* [WORK ITEM]: Check every line of the entries that follow, and copy the ones containing "piece".

* [MATERIAL PROVIDED]:
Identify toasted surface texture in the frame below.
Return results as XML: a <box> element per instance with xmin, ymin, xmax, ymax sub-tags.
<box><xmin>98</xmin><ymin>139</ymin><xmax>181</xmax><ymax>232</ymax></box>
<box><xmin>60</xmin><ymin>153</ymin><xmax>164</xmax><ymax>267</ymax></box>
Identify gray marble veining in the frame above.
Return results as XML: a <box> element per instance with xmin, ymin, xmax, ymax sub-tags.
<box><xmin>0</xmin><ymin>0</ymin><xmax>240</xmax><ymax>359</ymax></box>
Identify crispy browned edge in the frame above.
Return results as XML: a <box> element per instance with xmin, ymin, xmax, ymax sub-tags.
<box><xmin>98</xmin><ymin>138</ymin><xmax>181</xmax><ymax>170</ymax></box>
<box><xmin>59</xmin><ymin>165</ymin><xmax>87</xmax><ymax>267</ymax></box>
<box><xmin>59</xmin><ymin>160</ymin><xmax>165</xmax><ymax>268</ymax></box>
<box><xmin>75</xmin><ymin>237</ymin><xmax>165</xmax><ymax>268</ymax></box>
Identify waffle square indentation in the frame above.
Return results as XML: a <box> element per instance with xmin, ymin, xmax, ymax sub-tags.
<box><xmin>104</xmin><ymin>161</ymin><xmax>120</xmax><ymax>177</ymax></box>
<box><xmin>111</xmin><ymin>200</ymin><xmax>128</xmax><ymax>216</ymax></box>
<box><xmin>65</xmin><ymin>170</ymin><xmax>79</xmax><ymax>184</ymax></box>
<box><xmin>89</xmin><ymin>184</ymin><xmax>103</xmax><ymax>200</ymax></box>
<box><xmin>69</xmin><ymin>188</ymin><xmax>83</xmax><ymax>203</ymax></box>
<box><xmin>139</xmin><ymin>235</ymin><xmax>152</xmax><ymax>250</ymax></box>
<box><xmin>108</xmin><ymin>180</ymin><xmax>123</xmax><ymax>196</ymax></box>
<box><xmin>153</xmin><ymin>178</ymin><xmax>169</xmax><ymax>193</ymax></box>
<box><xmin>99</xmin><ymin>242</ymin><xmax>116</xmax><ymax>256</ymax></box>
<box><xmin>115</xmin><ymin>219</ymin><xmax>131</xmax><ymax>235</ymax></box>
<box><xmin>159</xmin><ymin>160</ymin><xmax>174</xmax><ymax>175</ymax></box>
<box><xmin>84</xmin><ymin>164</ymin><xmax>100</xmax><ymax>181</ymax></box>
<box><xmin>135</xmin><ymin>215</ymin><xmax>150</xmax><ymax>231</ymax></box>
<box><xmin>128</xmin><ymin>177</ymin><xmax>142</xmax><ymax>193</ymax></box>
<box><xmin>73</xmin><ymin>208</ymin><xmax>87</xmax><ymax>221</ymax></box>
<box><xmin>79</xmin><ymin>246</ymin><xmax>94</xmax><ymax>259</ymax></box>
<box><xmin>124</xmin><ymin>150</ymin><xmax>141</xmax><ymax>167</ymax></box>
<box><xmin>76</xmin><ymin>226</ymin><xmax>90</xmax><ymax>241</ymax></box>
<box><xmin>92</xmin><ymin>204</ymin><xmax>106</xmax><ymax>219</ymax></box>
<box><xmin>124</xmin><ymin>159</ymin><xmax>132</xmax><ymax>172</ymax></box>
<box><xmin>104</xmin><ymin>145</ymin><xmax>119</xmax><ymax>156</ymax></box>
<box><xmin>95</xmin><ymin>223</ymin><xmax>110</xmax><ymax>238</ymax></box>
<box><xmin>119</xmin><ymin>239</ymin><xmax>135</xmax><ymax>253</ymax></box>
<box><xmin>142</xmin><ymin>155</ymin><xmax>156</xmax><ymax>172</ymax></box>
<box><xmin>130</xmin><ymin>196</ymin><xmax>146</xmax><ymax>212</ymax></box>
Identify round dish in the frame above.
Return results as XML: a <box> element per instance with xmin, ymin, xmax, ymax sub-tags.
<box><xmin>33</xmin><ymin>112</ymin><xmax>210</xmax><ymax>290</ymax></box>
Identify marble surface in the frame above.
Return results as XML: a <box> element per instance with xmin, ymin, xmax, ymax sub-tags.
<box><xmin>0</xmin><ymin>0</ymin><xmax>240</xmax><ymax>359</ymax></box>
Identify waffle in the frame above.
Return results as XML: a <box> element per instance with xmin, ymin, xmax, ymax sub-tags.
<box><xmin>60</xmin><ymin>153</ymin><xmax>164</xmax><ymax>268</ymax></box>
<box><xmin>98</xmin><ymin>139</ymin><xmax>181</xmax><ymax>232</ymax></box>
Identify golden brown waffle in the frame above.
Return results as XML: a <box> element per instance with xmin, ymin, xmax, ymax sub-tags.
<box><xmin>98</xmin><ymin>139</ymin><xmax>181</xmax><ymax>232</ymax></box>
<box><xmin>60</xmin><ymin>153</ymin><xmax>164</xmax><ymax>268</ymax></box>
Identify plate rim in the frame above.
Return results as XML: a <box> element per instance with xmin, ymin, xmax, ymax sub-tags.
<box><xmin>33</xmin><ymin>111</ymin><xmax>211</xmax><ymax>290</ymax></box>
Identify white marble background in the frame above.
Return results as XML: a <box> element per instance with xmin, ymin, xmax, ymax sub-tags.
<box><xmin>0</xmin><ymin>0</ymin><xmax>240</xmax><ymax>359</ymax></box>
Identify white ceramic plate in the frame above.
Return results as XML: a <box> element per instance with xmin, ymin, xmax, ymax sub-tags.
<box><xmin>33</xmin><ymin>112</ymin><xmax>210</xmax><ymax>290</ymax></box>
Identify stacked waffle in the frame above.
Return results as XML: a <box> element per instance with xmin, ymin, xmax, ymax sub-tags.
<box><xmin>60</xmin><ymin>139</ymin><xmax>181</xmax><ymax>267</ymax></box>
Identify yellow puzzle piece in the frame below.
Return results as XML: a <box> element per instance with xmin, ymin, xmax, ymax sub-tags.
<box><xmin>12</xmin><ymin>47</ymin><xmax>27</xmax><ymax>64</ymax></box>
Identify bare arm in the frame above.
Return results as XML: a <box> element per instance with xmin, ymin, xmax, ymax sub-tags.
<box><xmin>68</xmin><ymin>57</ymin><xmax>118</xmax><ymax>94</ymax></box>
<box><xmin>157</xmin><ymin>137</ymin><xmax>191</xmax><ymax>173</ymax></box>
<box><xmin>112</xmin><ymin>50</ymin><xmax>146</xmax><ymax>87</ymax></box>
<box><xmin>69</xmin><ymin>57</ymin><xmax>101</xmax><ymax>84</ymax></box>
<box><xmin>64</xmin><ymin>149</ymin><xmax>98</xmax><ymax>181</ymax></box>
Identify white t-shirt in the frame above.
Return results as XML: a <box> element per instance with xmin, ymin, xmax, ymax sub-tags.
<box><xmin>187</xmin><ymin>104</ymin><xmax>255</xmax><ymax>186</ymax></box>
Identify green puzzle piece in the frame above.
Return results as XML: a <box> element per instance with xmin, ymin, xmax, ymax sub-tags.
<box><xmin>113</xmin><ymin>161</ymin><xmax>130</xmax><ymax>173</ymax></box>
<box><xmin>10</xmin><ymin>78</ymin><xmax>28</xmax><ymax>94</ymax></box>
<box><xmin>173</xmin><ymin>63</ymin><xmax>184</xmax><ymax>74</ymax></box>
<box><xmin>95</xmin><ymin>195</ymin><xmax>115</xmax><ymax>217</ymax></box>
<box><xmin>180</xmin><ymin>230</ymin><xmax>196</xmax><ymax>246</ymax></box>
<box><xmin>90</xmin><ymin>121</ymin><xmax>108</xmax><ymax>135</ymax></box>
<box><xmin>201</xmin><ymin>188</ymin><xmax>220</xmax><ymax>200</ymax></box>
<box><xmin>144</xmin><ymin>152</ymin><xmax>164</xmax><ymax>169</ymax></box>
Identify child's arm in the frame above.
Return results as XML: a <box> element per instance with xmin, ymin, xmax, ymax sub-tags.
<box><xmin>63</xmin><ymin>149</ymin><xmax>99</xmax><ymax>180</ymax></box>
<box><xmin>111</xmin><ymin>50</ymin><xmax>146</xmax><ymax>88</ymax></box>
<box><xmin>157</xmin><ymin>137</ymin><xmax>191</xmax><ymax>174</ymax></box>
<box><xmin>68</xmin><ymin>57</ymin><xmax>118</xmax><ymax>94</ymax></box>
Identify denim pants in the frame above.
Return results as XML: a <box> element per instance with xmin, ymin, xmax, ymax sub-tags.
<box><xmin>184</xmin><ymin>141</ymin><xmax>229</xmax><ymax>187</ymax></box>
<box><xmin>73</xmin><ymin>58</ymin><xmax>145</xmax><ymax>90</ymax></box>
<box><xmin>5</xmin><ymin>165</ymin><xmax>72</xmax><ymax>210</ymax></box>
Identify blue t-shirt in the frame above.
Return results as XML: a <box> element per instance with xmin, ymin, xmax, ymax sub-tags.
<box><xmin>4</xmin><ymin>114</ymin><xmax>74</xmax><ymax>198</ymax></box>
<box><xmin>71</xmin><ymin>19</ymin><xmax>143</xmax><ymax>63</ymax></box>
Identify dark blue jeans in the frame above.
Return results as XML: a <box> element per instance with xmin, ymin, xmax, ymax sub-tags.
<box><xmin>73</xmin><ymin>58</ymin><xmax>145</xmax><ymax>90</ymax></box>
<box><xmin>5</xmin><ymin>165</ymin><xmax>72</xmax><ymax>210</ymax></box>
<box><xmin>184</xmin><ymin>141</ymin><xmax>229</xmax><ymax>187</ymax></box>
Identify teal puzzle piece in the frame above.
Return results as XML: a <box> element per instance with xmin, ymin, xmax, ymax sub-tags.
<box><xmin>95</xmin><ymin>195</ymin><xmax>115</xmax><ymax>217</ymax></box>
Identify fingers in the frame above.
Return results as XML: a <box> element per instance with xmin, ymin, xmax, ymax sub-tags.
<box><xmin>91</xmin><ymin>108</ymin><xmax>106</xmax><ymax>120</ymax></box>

==

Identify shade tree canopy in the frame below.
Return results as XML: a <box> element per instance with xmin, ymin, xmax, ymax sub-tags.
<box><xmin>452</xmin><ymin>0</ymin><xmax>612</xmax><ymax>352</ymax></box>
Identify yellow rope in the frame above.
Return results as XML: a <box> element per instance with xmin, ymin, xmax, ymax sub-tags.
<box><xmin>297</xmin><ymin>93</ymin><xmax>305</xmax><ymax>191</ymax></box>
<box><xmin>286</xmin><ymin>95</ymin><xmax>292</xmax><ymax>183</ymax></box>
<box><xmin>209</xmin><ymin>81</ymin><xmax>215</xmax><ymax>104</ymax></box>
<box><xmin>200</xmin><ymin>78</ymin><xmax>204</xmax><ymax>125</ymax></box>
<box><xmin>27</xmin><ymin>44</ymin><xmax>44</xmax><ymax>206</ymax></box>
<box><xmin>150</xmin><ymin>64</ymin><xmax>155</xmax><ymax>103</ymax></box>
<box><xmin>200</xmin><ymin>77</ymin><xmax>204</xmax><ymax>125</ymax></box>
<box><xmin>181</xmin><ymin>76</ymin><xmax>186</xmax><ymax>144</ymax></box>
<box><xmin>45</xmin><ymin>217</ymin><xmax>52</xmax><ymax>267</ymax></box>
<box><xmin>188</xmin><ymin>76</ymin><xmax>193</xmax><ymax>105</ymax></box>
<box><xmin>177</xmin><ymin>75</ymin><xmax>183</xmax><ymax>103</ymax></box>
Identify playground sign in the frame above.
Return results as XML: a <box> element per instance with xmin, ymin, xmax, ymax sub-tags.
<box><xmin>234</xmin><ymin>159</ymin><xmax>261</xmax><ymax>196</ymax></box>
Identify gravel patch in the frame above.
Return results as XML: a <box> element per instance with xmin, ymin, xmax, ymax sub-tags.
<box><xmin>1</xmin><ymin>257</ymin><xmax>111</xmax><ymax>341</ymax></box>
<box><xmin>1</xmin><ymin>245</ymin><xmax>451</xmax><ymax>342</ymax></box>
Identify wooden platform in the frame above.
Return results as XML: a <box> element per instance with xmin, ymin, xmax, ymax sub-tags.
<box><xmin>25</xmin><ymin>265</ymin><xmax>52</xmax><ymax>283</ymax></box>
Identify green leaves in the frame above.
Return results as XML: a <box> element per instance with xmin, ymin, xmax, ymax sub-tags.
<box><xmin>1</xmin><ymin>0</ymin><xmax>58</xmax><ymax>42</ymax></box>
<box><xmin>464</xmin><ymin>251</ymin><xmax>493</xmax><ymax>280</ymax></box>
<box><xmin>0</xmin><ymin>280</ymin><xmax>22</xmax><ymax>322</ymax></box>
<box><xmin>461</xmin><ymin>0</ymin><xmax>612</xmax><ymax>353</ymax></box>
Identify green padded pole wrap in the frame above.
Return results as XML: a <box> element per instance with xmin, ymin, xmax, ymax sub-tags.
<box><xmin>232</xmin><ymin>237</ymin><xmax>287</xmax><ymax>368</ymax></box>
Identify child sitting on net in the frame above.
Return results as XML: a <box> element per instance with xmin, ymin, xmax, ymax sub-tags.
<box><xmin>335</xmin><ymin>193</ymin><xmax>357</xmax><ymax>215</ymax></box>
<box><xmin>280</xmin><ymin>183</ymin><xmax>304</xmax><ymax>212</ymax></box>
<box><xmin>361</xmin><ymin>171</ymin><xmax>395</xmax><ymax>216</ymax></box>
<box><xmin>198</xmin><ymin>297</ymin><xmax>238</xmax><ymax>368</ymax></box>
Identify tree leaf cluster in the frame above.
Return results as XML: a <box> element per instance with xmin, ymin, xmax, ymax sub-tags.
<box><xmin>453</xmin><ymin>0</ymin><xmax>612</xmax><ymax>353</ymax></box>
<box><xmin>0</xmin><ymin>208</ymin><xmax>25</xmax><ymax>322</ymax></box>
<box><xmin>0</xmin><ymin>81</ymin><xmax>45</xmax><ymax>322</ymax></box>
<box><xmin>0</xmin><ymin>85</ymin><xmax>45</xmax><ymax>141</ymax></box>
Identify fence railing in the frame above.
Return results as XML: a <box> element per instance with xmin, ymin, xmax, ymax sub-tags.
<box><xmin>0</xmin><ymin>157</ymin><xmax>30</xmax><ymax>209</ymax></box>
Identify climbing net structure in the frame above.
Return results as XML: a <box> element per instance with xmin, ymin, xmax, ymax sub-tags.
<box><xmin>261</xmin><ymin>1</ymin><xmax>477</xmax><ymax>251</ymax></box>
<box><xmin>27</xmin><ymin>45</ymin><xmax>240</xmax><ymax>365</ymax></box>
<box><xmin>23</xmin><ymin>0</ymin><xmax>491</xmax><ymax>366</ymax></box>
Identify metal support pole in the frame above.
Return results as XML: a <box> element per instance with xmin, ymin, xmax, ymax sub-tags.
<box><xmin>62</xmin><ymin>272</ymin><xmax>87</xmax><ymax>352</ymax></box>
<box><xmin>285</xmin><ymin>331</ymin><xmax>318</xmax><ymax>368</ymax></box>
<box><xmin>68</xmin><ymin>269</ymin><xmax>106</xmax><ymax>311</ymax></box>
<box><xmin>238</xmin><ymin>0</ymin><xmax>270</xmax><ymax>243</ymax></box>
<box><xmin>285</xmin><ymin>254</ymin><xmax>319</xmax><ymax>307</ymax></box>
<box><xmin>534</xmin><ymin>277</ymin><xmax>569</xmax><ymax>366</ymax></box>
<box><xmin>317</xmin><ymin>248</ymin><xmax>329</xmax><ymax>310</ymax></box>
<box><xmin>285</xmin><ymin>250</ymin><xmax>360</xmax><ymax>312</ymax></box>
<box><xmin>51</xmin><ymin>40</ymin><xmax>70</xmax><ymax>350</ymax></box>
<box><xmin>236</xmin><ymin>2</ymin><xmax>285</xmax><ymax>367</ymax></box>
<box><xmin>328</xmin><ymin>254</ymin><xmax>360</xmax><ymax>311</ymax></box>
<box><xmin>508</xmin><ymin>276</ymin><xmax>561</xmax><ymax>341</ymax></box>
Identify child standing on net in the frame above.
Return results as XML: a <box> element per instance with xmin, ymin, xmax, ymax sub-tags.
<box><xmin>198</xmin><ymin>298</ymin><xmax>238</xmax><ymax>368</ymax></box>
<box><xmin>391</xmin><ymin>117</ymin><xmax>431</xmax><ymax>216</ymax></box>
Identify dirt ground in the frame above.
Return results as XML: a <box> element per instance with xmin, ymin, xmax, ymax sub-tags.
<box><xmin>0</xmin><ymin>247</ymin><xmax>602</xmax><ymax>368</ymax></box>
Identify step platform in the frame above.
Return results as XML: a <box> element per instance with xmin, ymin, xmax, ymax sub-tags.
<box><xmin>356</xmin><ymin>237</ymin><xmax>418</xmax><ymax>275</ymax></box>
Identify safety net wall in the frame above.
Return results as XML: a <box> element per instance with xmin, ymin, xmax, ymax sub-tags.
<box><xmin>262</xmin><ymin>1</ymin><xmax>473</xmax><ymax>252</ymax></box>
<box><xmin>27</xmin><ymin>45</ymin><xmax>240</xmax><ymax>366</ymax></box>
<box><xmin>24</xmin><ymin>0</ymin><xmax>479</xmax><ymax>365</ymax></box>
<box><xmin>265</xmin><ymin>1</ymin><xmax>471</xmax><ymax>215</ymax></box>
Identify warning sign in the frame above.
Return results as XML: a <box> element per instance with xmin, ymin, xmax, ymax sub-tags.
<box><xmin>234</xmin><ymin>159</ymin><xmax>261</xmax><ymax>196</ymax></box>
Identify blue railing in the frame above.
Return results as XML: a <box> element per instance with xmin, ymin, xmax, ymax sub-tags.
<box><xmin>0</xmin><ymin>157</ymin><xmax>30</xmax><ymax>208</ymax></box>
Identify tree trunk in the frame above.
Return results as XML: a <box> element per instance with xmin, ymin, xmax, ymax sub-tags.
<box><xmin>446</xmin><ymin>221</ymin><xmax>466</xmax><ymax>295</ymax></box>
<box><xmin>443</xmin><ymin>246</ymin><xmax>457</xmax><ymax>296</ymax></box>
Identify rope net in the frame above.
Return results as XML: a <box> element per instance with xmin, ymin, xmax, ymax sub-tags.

--

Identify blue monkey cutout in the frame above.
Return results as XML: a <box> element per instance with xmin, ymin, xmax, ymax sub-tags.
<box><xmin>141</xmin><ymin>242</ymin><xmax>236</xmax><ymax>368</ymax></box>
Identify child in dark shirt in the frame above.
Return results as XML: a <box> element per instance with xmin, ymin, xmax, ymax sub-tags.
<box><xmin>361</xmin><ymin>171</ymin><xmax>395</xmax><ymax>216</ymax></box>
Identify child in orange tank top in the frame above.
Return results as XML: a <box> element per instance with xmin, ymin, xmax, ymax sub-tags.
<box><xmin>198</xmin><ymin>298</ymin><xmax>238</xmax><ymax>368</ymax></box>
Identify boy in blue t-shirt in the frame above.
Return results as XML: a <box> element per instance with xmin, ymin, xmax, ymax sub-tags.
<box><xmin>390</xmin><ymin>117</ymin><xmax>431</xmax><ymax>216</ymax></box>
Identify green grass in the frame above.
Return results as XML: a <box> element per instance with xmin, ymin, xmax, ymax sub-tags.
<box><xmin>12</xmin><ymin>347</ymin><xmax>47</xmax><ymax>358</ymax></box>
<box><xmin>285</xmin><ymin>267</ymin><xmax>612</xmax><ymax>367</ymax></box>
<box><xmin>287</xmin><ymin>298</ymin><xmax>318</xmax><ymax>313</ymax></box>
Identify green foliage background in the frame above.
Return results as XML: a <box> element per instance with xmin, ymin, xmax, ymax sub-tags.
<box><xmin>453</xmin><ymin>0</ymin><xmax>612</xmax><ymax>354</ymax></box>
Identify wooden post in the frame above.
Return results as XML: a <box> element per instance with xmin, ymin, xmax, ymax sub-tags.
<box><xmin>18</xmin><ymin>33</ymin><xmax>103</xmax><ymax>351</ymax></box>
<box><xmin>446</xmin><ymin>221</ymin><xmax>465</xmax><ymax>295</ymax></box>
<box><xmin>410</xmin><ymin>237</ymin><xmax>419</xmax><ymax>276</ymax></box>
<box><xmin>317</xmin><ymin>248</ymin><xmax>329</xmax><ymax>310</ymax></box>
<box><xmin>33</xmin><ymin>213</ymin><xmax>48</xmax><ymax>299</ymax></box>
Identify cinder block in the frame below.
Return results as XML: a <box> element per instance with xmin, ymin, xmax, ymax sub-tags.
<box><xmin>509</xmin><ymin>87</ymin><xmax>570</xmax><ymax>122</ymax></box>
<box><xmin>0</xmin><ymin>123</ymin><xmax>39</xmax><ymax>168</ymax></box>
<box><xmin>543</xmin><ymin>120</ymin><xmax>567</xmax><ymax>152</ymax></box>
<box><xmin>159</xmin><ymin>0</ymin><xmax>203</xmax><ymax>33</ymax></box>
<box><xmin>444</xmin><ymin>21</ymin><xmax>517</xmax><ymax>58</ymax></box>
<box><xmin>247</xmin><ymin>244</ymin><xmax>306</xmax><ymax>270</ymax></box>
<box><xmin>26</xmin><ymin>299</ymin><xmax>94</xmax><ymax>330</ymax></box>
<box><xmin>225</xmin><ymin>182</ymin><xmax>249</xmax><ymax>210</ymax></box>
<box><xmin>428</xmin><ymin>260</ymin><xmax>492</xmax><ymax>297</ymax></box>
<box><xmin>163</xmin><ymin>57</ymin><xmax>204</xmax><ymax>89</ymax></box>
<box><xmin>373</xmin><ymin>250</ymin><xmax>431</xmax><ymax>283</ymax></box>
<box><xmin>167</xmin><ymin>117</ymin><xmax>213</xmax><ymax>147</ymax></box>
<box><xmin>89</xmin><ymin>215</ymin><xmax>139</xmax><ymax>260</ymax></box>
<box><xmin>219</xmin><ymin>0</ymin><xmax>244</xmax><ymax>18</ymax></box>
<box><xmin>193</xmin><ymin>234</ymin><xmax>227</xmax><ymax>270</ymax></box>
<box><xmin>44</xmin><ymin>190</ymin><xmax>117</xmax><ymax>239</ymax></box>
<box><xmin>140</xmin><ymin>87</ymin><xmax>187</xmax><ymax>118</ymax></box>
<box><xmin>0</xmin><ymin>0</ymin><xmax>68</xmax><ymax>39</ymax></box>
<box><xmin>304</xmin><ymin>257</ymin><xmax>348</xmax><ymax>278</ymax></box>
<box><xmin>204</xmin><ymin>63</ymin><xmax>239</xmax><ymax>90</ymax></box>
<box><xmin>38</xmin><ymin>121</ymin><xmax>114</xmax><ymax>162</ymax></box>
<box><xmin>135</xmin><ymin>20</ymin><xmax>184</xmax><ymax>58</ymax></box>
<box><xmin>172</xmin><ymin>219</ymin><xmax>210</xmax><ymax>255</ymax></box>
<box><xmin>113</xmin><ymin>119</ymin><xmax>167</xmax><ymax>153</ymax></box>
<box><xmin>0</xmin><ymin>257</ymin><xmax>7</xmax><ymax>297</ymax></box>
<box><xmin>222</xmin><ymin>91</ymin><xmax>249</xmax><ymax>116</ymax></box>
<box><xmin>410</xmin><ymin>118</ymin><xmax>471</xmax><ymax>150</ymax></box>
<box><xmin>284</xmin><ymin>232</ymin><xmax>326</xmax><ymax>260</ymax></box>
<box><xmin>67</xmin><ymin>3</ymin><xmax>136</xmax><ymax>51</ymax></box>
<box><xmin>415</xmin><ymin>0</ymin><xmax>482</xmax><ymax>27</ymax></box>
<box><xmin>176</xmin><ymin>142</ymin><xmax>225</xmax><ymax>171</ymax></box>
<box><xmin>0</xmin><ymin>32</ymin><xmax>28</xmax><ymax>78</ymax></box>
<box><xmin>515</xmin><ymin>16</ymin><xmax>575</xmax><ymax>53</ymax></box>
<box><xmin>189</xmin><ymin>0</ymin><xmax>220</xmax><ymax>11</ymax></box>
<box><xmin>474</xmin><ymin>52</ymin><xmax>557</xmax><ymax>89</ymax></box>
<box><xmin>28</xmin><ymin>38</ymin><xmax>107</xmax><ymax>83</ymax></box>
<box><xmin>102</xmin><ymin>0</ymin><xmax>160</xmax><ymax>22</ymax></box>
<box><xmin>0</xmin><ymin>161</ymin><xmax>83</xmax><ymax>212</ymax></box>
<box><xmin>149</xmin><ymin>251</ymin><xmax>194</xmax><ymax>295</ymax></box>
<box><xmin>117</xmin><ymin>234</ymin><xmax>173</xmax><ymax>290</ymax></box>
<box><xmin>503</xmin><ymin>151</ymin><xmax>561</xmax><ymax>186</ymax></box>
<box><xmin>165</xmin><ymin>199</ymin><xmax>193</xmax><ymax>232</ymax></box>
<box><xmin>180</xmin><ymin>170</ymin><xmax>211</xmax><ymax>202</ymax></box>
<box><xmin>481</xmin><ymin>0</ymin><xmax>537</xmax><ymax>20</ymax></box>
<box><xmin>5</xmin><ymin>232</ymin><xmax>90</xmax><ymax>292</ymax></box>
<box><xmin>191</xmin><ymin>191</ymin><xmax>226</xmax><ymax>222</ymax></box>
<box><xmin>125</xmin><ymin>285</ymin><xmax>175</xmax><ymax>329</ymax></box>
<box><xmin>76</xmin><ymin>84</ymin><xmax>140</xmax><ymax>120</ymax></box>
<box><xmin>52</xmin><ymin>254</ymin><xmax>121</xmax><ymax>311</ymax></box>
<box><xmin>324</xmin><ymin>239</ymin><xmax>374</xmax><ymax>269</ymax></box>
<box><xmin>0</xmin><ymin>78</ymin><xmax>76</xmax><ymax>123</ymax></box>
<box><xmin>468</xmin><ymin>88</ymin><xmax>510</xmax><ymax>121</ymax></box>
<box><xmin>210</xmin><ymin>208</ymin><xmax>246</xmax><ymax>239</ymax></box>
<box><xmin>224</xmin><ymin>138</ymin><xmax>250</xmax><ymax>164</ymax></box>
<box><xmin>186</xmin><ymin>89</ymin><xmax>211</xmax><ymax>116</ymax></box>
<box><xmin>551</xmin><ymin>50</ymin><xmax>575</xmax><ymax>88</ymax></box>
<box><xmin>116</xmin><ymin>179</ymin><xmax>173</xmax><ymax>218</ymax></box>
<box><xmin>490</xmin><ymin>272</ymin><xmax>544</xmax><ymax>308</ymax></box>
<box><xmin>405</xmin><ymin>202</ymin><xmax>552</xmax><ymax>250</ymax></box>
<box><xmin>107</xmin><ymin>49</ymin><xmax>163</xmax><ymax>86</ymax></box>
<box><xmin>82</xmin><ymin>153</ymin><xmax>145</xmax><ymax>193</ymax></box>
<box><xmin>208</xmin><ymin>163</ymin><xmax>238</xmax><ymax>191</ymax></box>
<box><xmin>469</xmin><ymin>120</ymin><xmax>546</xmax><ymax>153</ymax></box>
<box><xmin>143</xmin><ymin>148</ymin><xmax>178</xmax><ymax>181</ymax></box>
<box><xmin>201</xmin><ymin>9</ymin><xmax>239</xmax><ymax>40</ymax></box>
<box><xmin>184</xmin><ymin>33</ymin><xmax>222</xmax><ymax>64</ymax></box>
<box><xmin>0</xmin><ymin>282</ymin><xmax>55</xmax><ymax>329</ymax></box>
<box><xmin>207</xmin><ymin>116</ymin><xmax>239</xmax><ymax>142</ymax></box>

* [COMPLETED EXERCISE]:
Identify yellow puzzle piece in the frame below.
Identify green puzzle piece in the frame above.
Identify teal puzzle piece in the frame above.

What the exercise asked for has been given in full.